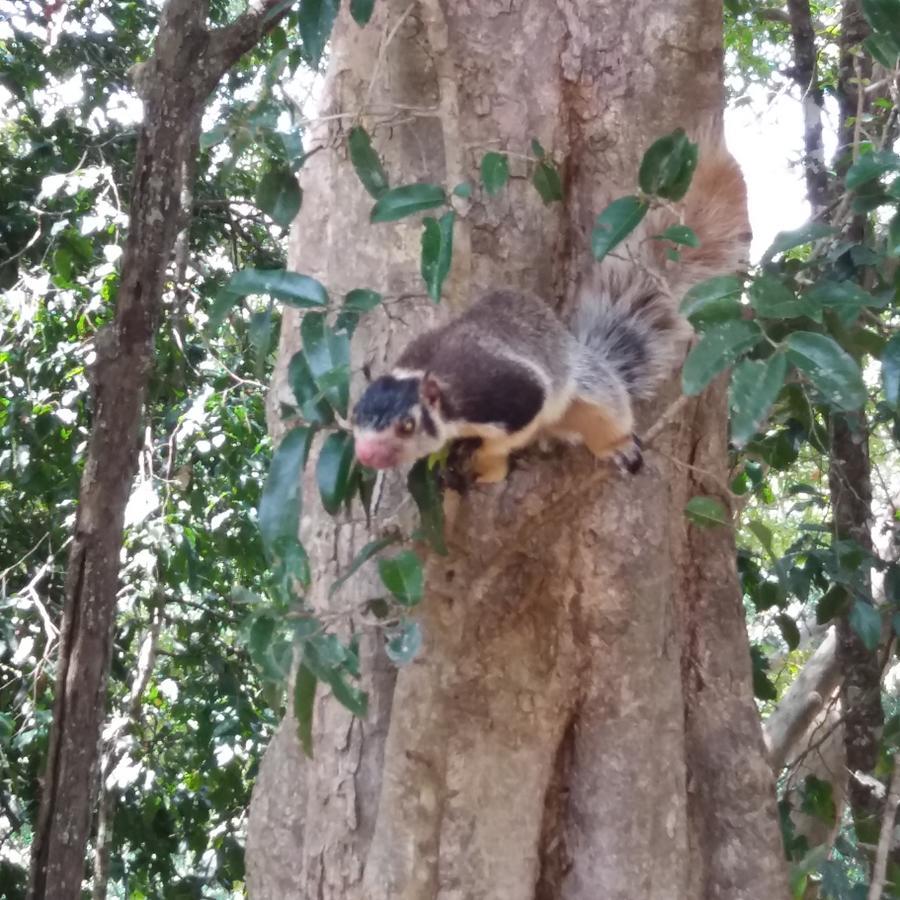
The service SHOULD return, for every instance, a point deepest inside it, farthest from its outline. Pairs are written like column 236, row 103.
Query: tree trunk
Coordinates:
column 580, row 722
column 188, row 62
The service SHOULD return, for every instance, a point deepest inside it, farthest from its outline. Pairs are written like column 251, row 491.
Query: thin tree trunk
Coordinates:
column 174, row 84
column 580, row 722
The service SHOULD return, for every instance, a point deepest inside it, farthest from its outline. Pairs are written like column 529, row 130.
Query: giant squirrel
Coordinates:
column 508, row 370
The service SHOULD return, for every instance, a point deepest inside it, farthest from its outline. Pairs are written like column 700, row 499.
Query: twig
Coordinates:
column 382, row 50
column 879, row 870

======

■ PROBLEM:
Turn the part of the items that opens with the line containing "529, row 130." and runs through the last line of the items into a numbered list, leaving out any blank lines.

■ SOLUTION BELOW:
1. The service SHOULD return, for every instance, a point deepest inside it, farthest from its outline. Pairs are written like column 529, row 130.
2. Query: giant squirrel
3. Coordinates:
4. column 508, row 370
5. The service SHOULD return, for every instance, a point deepest inside it, farthest from its outline. Pairs are written like column 700, row 499.
6. Query: twig
7. Coordinates:
8. column 382, row 50
9. column 879, row 870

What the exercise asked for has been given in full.